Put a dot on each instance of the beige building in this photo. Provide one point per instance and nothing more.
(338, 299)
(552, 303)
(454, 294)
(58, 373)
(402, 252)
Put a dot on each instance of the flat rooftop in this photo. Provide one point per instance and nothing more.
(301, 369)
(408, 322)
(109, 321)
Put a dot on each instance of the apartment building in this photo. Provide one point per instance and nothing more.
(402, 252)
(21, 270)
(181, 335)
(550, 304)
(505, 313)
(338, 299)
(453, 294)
---
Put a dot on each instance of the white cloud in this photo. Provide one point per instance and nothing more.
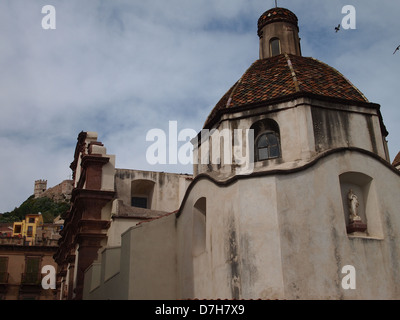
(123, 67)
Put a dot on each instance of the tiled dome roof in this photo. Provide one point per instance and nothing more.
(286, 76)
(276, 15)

__TASK REQUIREMENTS__: Pick out and copy every line of the material above that contains the word "building". Uppercase and lowercase must match.

__TASK RESULT__:
Put a dot on each instance of the beige building in this photo. Provide one point per instance and nothing more.
Put a dot on each instance of the apartment building in this photo. Provide one point per instance and nothing more.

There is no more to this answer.